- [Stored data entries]
--- START ---
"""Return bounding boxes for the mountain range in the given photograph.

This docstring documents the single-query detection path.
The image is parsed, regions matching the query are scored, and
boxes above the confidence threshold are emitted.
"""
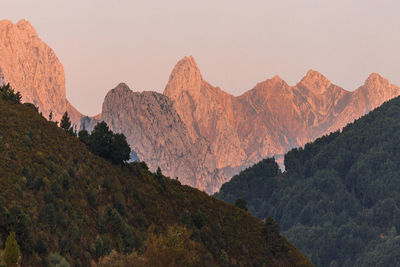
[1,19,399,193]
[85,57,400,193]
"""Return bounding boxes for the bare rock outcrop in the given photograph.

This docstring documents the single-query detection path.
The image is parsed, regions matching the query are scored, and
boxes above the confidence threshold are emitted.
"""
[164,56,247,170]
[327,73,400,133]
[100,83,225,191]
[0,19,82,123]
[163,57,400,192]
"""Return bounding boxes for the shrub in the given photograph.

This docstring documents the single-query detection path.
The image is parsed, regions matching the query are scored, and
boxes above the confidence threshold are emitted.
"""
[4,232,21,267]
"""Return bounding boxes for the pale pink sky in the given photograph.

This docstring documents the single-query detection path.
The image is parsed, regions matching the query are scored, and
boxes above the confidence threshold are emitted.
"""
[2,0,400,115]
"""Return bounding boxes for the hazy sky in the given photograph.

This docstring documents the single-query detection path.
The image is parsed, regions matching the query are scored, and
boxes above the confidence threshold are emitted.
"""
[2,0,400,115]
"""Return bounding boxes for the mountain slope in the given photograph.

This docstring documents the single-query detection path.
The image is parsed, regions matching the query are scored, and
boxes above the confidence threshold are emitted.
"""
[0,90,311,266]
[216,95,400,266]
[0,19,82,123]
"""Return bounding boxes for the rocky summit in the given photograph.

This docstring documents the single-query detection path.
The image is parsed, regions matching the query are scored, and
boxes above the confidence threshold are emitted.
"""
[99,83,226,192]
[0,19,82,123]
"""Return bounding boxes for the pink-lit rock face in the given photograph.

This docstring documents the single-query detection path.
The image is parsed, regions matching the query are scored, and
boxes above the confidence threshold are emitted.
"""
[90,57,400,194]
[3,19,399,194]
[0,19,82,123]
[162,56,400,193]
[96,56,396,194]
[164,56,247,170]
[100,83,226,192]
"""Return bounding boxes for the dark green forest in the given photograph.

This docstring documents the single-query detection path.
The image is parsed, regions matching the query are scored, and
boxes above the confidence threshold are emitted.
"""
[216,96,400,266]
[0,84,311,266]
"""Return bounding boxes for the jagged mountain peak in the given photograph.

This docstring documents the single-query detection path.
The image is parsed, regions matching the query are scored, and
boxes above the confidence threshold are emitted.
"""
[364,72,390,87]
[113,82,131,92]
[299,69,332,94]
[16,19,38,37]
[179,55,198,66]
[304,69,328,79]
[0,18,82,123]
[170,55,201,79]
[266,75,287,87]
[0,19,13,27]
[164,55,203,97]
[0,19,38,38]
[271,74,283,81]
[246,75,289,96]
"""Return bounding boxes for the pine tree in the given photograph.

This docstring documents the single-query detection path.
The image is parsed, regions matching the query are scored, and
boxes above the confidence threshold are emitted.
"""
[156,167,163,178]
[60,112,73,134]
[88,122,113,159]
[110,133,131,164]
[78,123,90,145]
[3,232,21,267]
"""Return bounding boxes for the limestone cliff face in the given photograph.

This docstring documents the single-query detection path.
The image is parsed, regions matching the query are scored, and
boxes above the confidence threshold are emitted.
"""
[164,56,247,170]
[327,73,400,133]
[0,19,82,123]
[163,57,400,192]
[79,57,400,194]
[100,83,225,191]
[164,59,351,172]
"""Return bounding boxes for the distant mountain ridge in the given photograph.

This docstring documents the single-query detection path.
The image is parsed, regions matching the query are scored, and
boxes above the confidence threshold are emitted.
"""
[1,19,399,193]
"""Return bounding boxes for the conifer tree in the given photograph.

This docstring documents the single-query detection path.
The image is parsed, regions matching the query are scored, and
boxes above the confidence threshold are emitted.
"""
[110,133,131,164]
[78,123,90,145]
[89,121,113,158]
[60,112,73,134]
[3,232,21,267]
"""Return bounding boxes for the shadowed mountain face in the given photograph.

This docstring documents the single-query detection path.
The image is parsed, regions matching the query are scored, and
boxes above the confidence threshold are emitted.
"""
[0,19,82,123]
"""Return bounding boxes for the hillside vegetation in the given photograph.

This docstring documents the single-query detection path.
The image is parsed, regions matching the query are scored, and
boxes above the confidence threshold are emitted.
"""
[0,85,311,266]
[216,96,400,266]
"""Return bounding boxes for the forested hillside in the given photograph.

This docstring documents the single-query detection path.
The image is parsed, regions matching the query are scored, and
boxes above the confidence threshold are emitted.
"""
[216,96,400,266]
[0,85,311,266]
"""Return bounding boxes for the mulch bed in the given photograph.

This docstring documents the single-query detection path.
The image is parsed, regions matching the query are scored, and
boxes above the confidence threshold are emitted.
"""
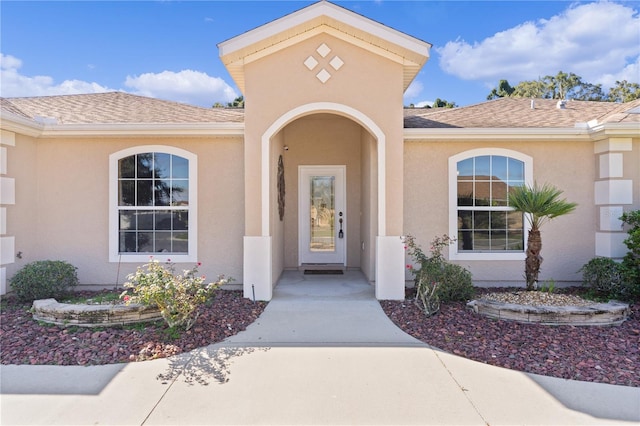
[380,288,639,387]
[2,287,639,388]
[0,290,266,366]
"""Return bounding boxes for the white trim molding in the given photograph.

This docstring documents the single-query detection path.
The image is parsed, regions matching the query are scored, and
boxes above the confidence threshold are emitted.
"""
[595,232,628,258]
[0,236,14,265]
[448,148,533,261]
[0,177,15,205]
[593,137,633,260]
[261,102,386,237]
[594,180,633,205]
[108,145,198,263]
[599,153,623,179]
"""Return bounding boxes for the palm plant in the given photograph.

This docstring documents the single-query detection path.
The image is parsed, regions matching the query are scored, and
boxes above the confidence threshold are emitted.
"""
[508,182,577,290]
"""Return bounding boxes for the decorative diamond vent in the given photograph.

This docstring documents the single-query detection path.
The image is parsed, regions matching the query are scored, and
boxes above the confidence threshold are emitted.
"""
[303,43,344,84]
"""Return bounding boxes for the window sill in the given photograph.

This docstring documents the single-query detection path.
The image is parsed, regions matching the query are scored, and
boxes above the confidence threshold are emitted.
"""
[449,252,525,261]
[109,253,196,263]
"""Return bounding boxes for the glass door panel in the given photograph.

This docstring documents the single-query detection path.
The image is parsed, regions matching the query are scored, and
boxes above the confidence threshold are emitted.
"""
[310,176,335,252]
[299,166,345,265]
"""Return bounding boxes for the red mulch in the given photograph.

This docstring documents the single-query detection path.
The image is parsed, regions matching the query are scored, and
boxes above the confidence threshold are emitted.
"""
--- END ---
- [Activity] With "mountain" as the word to match, copy each line of the records that has it.

- [Reply to the exercise]
"""Return bounding boxes for the mountain range in the given photograph.
"""Return bounding boxes for the mountain slope in the given photograph.
"""Return bounding boxes for the jagged mountain peak in the given photograph.
"""Return bounding boxes for the distant mountain ridge in the given photograph.
"""Return bounding boxes for the shadowed mountain face in the given photograph.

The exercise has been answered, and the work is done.